Rewrite the rows below as a numbered list, skipping blank lines and leaving out the pictures.

- - -

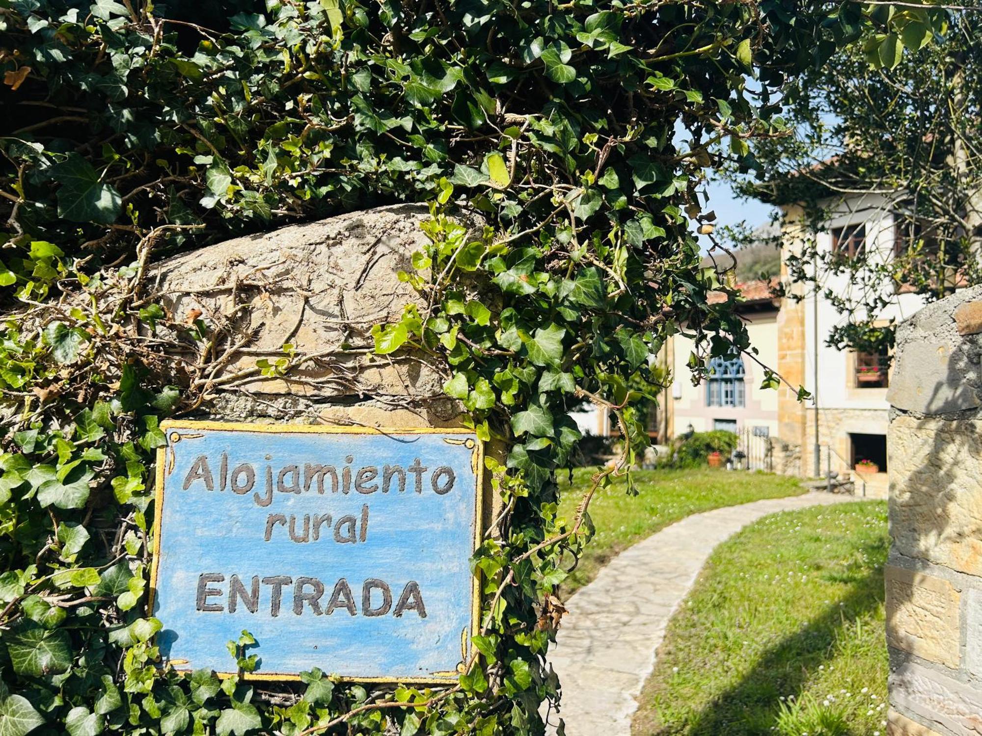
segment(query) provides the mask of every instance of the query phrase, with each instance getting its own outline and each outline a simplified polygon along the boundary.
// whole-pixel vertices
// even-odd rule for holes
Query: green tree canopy
[[[630,386],[657,380],[668,336],[693,334],[696,372],[748,349],[733,299],[706,298],[721,287],[691,233],[704,172],[752,165],[789,80],[864,26],[896,47],[901,22],[932,17],[863,7],[0,3],[0,733],[542,733],[556,586],[613,472],[557,517],[555,472],[578,437],[567,408],[617,414],[620,471],[644,443]],[[162,417],[211,395],[191,380],[204,363],[171,370],[155,331],[212,357],[235,342],[167,314],[147,264],[398,201],[432,207],[403,276],[431,307],[378,325],[374,349],[441,361],[467,421],[511,448],[490,463],[506,514],[473,559],[479,657],[442,691],[158,668],[162,623],[142,612],[151,451]],[[256,367],[307,359],[285,347]],[[243,672],[249,644],[229,643]]]

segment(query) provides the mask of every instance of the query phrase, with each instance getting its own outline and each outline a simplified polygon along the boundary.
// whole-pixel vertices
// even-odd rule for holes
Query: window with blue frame
[[[745,406],[745,375],[743,359],[739,355],[712,358],[706,379],[706,405]]]

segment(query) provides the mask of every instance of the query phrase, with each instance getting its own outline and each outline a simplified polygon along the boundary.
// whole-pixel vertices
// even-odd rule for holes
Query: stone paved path
[[[852,498],[809,493],[693,514],[611,560],[567,602],[569,613],[549,651],[563,686],[559,715],[567,736],[629,736],[635,699],[655,666],[665,627],[713,548],[769,513]],[[549,713],[549,733],[559,715]]]

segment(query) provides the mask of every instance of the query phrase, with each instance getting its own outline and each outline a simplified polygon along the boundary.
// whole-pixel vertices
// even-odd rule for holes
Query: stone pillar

- - -

• **Response to the exercise**
1. segment(query) provides the mask of every instance of the query phrase, with each instance getting its own outline and each outline a simplified polygon along the boundary.
2. // whole-pixel vertices
3. // even-odd rule for holes
4. Query: green tree canopy
5. [[[630,386],[657,380],[668,336],[693,334],[696,372],[748,349],[733,299],[706,298],[721,287],[691,233],[704,172],[752,165],[789,80],[864,26],[896,47],[901,22],[932,17],[863,7],[0,3],[0,733],[542,733],[556,586],[613,472],[557,517],[555,472],[578,437],[567,408],[617,414],[620,471],[644,443]],[[162,417],[211,395],[191,380],[204,363],[171,370],[155,331],[212,357],[235,342],[167,314],[147,264],[398,201],[432,207],[403,276],[431,307],[378,325],[374,349],[441,361],[467,421],[511,448],[490,463],[506,514],[473,559],[479,657],[442,691],[158,668],[162,623],[142,612],[151,451]],[[256,367],[307,359],[285,347]],[[243,672],[249,644],[229,643]]]
6. segment(query) provides the mask of every instance of the query phrase, with each instance getting its own outline and each outline a simplified polygon along the boundary.
7. // whole-pixel vertices
8. // even-odd rule for holes
9. Query: window with blue frame
10. [[[745,406],[745,375],[743,359],[739,355],[712,358],[706,379],[706,405]]]
11. segment(query) provides the mask of every instance of the query phrase, with each instance getting its own outline and each outline a simplified polygon along the boundary.
12. // whole-pixel vertices
13. // even-odd rule for holes
14. Query: stone paved path
15. [[[852,498],[809,493],[693,514],[611,560],[567,602],[569,613],[549,651],[563,686],[559,715],[567,736],[629,736],[635,699],[655,666],[665,627],[713,548],[769,513]],[[549,713],[549,733],[559,715]]]
16. segment(query) provides the mask of every instance of the query phrase, with each instance getting its own outline and each outline a simplified polygon along the boundary.
17. // whole-pixel vertices
18. // even-odd rule for holes
19. Query: stone pillar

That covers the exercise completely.